_TASK PROMPT_.
Find the lines below in which the string "instance" occurs. Copy each one.

--- START ---

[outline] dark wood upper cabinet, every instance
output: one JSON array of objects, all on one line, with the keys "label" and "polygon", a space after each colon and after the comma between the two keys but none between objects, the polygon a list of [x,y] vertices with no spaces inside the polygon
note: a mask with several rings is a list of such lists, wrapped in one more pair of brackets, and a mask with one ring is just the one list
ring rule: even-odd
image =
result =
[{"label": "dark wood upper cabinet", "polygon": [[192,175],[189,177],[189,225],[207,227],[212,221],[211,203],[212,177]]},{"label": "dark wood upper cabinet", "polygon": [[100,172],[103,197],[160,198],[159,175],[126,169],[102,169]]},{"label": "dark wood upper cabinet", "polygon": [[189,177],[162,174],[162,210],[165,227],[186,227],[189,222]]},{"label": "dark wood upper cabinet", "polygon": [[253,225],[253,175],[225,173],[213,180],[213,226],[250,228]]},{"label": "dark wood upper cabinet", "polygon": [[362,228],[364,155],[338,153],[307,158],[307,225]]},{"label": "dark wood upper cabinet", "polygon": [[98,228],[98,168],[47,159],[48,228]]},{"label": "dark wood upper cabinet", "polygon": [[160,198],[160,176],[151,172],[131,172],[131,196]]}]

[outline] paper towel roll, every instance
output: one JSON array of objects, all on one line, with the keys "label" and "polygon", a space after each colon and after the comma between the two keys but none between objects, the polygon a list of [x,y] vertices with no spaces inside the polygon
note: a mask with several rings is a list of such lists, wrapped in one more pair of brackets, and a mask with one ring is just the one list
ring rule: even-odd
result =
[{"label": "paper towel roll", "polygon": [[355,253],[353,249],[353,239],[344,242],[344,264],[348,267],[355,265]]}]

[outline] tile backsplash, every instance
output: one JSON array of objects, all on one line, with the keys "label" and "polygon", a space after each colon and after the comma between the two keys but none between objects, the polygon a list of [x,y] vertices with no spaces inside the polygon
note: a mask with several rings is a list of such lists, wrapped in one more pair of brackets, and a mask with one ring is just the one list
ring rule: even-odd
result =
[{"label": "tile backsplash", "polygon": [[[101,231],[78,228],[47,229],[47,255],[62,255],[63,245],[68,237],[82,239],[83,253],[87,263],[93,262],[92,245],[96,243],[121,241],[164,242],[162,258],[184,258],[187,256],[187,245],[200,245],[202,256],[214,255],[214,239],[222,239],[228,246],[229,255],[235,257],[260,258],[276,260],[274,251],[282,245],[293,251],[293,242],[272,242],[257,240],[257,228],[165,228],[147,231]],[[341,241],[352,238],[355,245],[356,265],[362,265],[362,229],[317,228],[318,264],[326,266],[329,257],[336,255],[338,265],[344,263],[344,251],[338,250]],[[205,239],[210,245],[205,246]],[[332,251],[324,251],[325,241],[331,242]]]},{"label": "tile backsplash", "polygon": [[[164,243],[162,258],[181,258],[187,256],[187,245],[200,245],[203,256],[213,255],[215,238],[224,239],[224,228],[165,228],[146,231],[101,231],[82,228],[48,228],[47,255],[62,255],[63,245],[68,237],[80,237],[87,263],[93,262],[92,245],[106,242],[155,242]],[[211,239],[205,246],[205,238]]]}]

--- END ---

_REPLY TO THE EXERCISE_.
[outline] dark wood upper cabinet, every instance
[outline] paper towel roll, every instance
[outline] tile backsplash, every instance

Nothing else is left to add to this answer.